- **EXERCISE OBJECTIVE**: Keep the pictures out of the copy and print all the entries below exactly.

Stored records
<<<<

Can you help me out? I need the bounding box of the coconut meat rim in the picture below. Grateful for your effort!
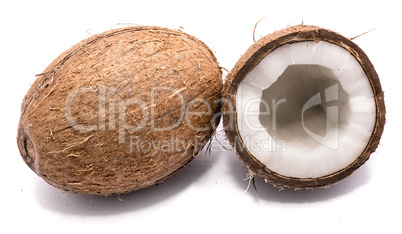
[235,41,376,178]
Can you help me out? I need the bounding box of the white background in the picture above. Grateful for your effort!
[1,0,401,233]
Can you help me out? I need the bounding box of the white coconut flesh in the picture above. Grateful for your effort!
[236,41,376,178]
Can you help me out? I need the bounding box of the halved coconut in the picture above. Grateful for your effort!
[222,25,385,189]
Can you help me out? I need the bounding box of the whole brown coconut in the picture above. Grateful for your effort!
[17,26,222,195]
[222,25,385,189]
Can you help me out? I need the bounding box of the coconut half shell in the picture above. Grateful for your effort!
[222,25,385,189]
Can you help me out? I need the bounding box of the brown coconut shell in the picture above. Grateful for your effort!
[17,26,222,195]
[222,25,385,189]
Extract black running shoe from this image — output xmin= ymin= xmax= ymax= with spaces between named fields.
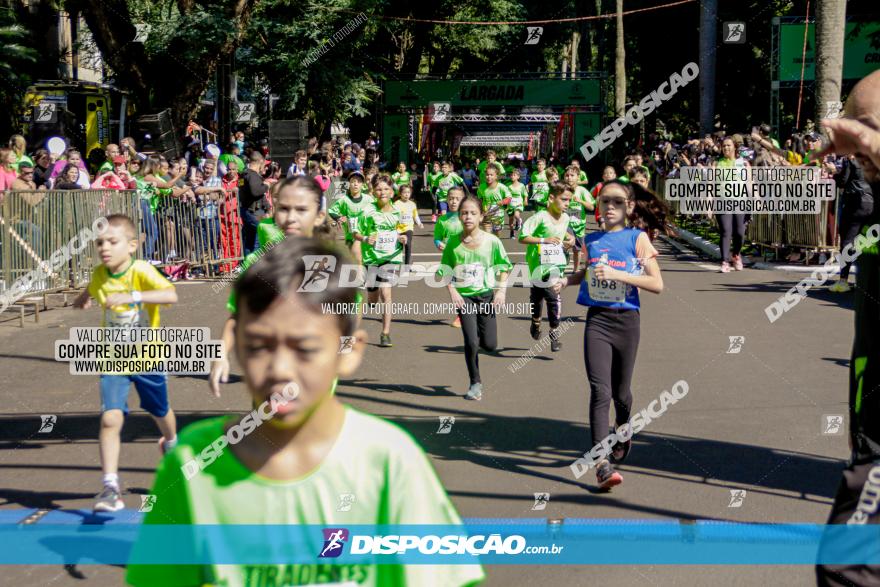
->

>>>>

- **ANSWER FOR THIS EXERCISE**:
Can you help me out? I need the bounding box of the coconut meat rim in the picture below. Grateful for your effort!
[235,41,376,178]
Can you help me out? I need the bounding box of the white background in the picture above. Grateful for your effort!
[1,0,401,233]
Can you help me out? I need the bounding box of the white coconut flesh in the picture above. Grateful for your effort!
[236,41,376,178]
Can you help me out? I need the bounding box of the halved coconut in the picture above. Grateful for your effort!
[222,25,385,189]
Can you help me out? I need the bounding box of the whole brown coconut in the picture above. Grateful for your effort!
[17,26,222,195]
[222,25,385,189]
Can you help me out? I need the bounding box of the coconut half shell in the picture above. Grateful for your effort!
[222,25,385,189]
Can you help me out? I need the bounding box of the brown coconut shell in the picture above. Grateful for your effort!
[17,26,222,195]
[222,25,385,189]
Extract black running shoe from this image — output xmin= ymin= xmax= ymax= with spaces between named fields.
->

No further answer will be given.